Task details: Copy everything from the line containing "--target mountain --format" down to the line containing "[[439,111],[600,173],[600,1],[0,0],[0,167],[55,136]]", switching "hazy sky" to "cloudy sky" throughout and leaving the rest untouched.

Exercise data:
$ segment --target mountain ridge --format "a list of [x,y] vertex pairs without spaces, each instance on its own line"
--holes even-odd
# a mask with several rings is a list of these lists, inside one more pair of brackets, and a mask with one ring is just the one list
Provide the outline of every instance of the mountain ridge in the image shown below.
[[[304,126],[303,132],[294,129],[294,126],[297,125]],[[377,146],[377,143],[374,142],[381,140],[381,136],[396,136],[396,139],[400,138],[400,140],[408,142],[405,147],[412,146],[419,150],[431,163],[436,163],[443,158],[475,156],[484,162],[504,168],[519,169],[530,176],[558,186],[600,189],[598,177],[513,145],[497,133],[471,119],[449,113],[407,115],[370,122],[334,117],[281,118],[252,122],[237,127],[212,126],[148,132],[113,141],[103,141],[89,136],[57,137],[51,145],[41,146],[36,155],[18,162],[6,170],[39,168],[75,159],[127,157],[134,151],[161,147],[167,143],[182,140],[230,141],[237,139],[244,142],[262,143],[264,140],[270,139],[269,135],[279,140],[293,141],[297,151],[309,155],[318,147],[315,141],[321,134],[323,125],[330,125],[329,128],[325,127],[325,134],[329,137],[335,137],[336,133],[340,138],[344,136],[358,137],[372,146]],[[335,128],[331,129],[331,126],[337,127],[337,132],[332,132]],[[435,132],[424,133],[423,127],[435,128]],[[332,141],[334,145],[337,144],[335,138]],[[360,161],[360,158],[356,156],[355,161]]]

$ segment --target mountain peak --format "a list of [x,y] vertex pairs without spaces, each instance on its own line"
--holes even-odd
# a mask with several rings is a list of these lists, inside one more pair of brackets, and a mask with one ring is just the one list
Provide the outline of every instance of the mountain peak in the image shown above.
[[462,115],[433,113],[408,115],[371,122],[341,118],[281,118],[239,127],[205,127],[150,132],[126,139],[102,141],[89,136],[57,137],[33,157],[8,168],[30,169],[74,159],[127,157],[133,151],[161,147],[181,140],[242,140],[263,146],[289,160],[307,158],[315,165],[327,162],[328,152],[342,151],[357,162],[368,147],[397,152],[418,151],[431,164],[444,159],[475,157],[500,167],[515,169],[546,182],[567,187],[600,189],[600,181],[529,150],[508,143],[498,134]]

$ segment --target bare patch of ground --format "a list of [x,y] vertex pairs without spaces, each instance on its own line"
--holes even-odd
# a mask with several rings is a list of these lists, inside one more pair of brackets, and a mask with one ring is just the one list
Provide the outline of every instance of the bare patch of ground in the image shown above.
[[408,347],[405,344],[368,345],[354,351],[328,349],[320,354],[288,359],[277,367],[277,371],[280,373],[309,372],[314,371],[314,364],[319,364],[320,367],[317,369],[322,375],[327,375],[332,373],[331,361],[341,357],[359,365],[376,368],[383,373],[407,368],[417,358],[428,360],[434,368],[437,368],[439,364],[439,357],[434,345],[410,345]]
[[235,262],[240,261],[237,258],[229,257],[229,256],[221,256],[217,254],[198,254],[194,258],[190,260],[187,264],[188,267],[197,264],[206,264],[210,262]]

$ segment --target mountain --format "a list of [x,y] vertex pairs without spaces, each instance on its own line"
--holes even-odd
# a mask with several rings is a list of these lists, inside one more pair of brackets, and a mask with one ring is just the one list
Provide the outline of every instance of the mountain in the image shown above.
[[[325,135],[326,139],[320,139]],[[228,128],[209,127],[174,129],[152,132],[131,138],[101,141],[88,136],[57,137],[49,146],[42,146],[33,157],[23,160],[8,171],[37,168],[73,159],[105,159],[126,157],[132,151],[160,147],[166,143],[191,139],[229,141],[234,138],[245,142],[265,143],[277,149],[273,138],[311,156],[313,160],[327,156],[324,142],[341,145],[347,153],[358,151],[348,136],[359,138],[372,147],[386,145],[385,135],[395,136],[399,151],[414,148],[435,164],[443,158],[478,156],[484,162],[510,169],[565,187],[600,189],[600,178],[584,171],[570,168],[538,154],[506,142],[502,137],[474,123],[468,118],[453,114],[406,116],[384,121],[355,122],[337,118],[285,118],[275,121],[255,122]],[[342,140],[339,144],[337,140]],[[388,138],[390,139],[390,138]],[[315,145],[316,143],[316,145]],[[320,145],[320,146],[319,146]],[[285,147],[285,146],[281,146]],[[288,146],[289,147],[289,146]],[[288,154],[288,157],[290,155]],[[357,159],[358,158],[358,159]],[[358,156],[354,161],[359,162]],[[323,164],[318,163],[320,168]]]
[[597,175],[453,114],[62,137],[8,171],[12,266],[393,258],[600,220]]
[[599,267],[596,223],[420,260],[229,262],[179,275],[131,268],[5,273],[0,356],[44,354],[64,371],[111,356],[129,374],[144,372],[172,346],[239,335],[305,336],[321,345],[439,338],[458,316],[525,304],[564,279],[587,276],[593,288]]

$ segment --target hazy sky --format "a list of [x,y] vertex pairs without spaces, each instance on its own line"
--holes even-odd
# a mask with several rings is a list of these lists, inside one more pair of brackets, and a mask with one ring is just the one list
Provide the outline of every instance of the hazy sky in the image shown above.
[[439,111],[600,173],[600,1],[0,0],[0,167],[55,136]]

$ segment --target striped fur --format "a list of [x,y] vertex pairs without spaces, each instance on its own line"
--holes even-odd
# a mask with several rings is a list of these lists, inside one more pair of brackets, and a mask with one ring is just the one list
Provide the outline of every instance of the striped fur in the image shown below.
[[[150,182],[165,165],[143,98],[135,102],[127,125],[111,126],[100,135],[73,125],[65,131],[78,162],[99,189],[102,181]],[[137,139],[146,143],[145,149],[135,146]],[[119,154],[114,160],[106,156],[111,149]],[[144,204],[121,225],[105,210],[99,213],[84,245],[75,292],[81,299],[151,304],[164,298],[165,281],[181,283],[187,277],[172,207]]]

--

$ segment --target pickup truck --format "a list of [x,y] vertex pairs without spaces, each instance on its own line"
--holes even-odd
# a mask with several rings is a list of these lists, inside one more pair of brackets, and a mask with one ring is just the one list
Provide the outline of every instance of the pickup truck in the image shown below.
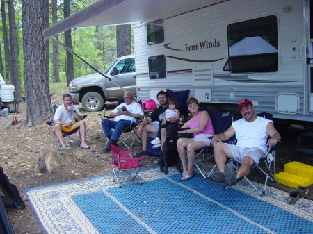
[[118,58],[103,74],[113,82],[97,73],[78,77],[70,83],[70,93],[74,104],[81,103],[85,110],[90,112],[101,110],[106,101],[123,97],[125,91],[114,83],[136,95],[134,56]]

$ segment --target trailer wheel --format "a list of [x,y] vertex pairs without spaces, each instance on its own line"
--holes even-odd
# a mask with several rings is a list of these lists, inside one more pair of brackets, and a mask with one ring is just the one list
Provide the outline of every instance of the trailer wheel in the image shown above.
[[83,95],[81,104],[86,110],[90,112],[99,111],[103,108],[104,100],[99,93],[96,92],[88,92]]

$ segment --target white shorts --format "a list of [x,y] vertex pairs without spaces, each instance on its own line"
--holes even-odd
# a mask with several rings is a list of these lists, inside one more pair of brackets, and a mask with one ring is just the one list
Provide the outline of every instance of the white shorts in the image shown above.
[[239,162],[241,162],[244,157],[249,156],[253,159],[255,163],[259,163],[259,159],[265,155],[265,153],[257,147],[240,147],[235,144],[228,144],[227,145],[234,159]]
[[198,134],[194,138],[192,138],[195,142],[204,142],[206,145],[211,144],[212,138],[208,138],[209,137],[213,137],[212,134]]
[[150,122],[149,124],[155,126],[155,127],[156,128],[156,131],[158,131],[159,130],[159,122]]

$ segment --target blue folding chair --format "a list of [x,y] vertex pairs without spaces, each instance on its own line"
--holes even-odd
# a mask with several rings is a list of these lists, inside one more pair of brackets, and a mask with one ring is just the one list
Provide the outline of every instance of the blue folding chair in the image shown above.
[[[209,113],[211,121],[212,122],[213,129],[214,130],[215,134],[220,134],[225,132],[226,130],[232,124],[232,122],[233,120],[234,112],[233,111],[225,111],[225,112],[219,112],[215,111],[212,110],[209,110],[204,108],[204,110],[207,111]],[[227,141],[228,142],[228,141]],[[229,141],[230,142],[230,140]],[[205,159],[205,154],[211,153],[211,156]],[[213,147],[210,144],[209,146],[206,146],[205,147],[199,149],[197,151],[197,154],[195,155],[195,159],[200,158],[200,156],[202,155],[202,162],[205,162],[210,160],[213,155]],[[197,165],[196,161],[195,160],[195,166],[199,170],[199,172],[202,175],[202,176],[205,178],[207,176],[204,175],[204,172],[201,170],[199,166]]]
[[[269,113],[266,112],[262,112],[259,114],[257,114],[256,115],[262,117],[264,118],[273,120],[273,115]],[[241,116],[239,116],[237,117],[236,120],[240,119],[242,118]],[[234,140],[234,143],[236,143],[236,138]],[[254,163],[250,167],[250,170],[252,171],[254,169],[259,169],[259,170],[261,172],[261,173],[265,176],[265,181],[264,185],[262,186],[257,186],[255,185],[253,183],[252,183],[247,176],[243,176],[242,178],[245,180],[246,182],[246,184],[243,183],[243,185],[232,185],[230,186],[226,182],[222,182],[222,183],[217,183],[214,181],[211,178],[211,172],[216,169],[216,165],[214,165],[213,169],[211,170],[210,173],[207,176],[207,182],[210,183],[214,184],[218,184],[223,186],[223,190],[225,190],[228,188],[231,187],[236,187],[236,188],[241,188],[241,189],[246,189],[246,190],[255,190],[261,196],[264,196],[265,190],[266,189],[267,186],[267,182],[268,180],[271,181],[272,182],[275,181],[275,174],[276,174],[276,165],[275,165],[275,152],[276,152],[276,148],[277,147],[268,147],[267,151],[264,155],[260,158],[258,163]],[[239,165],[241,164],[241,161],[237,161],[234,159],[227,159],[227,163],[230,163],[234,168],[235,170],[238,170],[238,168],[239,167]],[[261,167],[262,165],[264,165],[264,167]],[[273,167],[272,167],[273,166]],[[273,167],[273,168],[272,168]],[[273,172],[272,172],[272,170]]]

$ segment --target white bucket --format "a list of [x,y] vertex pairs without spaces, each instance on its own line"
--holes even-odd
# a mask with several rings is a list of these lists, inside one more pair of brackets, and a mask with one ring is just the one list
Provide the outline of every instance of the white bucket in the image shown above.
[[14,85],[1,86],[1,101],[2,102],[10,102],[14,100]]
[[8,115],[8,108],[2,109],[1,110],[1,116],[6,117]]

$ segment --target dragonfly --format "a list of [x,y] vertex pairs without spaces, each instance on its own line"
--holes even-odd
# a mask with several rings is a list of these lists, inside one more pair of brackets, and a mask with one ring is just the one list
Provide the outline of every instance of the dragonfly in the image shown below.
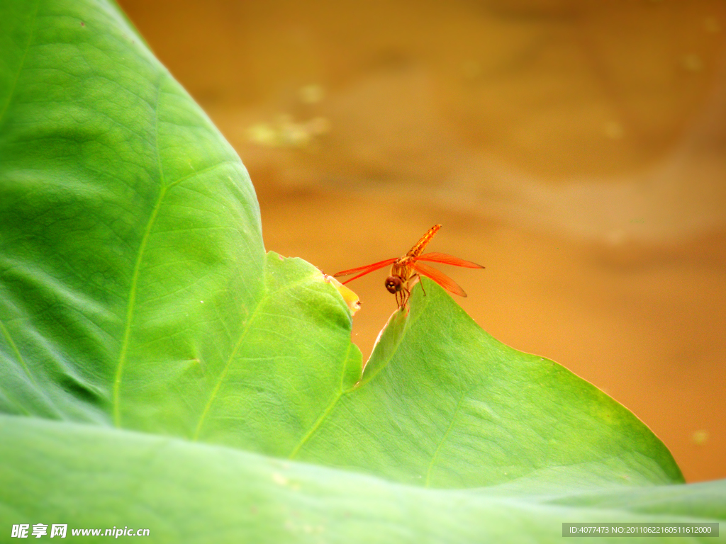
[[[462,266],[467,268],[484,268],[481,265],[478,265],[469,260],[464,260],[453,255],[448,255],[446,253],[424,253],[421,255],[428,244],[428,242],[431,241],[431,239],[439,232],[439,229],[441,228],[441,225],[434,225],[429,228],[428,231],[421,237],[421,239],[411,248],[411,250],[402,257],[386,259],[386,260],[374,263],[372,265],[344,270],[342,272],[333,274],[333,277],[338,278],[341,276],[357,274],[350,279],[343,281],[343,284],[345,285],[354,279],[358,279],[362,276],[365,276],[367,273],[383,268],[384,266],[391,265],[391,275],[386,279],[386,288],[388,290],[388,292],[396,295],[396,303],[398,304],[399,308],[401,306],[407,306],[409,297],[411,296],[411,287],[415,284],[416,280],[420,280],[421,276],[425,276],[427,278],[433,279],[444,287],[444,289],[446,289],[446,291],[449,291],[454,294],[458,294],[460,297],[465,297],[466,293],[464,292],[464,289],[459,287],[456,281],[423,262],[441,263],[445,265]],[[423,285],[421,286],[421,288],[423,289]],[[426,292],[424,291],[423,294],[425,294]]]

...

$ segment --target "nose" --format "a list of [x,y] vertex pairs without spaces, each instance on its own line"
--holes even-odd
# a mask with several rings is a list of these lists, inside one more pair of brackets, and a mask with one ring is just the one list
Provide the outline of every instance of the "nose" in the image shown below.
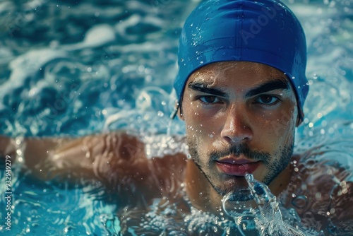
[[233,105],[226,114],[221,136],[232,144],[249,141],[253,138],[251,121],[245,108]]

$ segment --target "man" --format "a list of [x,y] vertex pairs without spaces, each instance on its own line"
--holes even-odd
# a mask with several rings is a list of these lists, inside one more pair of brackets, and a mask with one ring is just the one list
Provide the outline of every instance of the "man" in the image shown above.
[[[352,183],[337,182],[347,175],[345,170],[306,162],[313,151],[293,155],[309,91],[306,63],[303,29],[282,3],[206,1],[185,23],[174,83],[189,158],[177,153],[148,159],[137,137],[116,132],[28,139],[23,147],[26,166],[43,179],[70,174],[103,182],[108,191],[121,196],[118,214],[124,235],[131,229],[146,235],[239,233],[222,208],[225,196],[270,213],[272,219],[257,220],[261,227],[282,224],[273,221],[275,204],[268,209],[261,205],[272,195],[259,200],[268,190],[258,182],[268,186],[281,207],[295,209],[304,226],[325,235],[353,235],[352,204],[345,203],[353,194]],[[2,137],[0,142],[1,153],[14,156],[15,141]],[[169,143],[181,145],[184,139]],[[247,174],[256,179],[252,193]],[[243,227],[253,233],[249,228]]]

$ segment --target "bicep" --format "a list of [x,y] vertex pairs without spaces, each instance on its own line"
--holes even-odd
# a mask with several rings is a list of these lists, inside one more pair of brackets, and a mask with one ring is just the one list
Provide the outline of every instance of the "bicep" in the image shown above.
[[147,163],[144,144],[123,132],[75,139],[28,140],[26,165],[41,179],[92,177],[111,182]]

Task answer:
$ segment --target mountain --format "a list of [x,y] vertex pairs without spaces, each instance on its own line"
--holes even-odd
# a mask with several rings is a list of these lists, inside one more pair of brackets, and a mask with one ring is just the one list
Provide the outline of every instance of the mountain in the image shown above.
[[[325,135],[326,139],[320,139]],[[228,128],[209,127],[174,129],[152,132],[131,138],[101,141],[88,136],[57,137],[49,146],[42,146],[33,157],[23,160],[8,171],[37,168],[73,159],[105,159],[126,157],[132,151],[160,147],[166,143],[191,139],[229,141],[234,138],[245,142],[265,143],[277,149],[273,138],[311,156],[313,160],[327,156],[324,142],[341,145],[347,153],[358,151],[348,136],[359,138],[372,147],[386,145],[385,135],[395,136],[399,151],[414,148],[435,164],[443,158],[478,156],[484,162],[510,169],[565,187],[600,189],[600,178],[584,171],[570,168],[538,154],[506,142],[502,137],[474,123],[468,118],[453,114],[406,116],[384,121],[355,122],[337,118],[285,118],[275,121],[255,122]],[[342,140],[339,144],[337,140]],[[388,138],[390,139],[390,138]],[[315,145],[316,143],[316,145]],[[320,145],[320,146],[319,146]],[[285,147],[285,146],[281,146]],[[288,146],[289,147],[289,146]],[[288,154],[288,157],[290,155]],[[357,159],[358,158],[358,159]],[[358,156],[354,161],[359,162]],[[323,164],[318,163],[320,168]]]
[[597,175],[453,114],[62,137],[8,171],[12,266],[393,258],[600,220]]
[[599,267],[596,223],[420,260],[229,262],[179,275],[131,268],[5,273],[0,356],[44,354],[64,371],[111,356],[129,374],[144,372],[172,346],[239,335],[305,336],[321,345],[439,338],[458,316],[525,304],[564,279],[587,276],[593,288]]

$ segment --target cloudy sky --format "a list of [x,y] vertex pairs without spaces, each instance on its own line"
--holes even-odd
# a mask with several rings is a list of these lists, inside one more pair of brackets, and a mask with one ring is just the one list
Provide the outline of every instance of the cloudy sky in the image shown above.
[[439,111],[600,173],[600,1],[0,0],[0,167],[55,136]]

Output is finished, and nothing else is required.